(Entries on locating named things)

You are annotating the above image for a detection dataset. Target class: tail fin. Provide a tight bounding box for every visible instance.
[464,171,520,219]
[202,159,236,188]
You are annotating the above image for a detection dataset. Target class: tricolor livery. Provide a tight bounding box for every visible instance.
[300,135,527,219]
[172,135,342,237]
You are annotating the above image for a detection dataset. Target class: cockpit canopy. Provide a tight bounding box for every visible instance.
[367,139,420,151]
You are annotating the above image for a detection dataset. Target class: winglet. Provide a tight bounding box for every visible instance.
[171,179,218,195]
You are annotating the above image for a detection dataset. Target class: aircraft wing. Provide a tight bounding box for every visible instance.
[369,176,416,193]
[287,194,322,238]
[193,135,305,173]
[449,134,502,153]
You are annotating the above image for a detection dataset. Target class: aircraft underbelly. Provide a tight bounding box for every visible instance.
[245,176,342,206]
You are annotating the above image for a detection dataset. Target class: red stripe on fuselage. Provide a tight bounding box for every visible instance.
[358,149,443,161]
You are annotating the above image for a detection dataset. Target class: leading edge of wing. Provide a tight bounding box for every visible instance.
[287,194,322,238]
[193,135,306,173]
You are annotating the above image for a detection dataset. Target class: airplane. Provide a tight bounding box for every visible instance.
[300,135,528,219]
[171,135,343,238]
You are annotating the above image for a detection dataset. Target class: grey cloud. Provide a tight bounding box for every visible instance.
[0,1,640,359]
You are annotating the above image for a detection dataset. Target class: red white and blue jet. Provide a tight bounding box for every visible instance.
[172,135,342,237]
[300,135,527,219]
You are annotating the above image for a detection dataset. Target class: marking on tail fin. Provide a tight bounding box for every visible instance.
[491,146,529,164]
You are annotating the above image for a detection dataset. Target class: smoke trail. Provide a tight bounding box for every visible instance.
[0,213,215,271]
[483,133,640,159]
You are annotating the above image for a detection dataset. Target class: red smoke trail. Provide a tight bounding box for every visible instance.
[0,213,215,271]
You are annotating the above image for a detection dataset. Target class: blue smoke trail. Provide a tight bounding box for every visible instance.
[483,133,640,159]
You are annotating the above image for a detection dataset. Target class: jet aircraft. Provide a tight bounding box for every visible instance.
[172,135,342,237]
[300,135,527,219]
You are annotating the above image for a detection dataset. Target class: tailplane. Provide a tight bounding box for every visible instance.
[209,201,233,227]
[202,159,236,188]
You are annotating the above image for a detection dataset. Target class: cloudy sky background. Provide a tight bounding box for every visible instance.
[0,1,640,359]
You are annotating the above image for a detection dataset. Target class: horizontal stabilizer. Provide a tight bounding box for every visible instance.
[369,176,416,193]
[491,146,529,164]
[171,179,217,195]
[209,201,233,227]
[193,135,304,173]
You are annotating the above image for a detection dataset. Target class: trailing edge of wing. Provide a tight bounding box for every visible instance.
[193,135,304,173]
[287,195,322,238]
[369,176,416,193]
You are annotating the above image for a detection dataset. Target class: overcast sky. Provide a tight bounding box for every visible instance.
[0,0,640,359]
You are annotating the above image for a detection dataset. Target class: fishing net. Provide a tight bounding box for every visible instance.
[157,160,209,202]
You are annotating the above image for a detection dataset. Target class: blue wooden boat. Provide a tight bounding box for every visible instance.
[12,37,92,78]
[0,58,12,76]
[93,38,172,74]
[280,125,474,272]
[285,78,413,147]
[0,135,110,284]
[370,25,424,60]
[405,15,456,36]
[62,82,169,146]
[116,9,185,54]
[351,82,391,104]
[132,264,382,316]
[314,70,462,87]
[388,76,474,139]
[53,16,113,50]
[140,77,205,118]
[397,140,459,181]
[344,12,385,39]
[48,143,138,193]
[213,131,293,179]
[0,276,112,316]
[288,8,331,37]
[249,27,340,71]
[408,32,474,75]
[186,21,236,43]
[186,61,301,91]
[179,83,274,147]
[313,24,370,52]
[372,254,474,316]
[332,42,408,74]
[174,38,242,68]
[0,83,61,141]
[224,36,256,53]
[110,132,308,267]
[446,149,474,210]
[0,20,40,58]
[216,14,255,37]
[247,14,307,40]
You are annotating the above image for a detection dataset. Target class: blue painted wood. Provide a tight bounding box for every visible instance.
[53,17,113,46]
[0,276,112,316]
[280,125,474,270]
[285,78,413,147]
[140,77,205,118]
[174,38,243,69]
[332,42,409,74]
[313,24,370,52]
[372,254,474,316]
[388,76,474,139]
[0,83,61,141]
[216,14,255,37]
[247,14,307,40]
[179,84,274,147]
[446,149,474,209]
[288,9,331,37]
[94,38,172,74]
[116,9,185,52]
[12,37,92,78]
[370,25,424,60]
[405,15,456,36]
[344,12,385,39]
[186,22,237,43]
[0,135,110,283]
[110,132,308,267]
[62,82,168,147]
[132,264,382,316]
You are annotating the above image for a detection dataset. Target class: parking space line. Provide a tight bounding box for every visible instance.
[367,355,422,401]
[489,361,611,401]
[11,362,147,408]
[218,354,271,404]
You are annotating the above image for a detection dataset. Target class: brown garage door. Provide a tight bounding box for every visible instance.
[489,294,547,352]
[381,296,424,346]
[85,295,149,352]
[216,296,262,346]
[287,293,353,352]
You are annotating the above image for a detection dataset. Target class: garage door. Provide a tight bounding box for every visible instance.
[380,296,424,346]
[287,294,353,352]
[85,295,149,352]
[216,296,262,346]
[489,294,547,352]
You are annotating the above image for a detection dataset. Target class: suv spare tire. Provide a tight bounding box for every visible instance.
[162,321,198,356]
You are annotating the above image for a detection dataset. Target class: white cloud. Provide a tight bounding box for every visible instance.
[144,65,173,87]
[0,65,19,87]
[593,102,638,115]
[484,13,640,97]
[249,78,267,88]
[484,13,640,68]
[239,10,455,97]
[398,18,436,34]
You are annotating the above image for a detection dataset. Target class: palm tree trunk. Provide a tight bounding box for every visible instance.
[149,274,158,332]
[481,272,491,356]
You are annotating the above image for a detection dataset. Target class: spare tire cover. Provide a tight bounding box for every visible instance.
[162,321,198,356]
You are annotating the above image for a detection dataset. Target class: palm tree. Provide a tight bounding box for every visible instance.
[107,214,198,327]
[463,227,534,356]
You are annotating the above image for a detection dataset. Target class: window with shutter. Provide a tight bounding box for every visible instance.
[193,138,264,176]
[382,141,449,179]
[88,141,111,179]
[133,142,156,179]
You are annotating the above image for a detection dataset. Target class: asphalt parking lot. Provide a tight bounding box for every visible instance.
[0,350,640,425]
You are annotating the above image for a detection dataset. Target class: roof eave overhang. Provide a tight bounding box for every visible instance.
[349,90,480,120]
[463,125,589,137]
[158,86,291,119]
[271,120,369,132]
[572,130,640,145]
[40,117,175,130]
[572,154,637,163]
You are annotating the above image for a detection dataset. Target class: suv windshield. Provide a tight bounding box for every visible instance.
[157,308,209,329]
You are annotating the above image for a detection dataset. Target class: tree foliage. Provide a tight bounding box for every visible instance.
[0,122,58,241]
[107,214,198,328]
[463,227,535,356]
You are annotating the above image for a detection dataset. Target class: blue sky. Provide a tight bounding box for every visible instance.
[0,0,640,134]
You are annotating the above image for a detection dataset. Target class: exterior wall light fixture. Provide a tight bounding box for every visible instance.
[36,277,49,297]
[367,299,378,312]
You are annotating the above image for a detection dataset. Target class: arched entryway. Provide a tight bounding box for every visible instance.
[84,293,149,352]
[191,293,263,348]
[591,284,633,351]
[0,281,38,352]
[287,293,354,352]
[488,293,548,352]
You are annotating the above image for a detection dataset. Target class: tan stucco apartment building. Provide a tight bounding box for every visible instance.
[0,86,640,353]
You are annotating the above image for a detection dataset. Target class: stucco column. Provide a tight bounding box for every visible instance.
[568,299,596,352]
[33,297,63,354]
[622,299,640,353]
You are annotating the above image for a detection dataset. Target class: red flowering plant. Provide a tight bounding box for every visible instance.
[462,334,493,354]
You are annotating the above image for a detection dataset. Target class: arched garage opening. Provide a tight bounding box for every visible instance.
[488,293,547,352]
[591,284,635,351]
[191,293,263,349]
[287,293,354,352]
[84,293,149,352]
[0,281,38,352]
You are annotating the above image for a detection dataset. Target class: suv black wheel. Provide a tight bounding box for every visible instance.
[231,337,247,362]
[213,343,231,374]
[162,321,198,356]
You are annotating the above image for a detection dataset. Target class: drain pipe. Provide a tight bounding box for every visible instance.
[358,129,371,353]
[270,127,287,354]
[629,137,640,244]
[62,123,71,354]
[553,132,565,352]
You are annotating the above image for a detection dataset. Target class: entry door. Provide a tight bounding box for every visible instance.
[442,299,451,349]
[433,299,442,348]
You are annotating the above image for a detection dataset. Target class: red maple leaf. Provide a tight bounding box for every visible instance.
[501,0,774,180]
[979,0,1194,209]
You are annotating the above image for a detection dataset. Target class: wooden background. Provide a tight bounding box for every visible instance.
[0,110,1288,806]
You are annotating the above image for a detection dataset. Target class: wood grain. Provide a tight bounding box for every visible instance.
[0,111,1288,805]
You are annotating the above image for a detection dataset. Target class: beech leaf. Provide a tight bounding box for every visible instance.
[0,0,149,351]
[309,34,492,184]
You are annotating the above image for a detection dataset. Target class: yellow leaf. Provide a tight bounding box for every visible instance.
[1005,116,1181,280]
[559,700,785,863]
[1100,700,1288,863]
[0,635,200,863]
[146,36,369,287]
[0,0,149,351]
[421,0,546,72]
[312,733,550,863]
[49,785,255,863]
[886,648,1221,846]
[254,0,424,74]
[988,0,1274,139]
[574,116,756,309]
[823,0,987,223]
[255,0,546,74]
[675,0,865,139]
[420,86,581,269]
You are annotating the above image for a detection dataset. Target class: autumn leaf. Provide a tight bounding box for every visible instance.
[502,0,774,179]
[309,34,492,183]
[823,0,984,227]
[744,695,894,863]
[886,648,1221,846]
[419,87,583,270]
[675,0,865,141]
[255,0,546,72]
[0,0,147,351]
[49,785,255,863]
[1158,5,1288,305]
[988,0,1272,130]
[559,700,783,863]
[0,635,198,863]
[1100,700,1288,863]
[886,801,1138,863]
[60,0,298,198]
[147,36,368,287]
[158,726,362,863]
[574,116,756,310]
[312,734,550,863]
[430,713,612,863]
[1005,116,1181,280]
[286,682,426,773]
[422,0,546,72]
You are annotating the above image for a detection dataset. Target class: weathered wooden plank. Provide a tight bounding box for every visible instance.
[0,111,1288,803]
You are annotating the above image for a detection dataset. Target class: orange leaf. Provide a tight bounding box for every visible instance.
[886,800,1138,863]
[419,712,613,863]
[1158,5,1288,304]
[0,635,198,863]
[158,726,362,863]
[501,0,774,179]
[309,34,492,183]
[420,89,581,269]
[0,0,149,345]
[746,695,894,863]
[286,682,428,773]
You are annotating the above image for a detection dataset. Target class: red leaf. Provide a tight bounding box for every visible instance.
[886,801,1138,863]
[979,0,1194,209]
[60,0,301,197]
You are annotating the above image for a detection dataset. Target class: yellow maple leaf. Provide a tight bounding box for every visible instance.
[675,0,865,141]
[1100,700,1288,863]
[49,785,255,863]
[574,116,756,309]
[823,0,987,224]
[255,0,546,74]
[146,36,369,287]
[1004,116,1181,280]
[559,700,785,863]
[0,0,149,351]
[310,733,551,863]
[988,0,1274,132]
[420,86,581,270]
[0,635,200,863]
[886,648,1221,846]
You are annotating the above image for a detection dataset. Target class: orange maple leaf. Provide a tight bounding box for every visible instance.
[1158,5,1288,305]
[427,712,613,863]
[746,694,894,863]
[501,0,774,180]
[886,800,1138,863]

What you have to do >> Rename "parking lot" to "driveway" in the lines starting with the line with "Target class: asphalt" and going on through the line with "[0,350,640,425]", and give those lines again with everything else unchanged.

Output below >>
You are annotating the above image for a detection dataset. Target class: asphalt driveway. Provide a tight bounding box for every visible instance.
[0,350,640,425]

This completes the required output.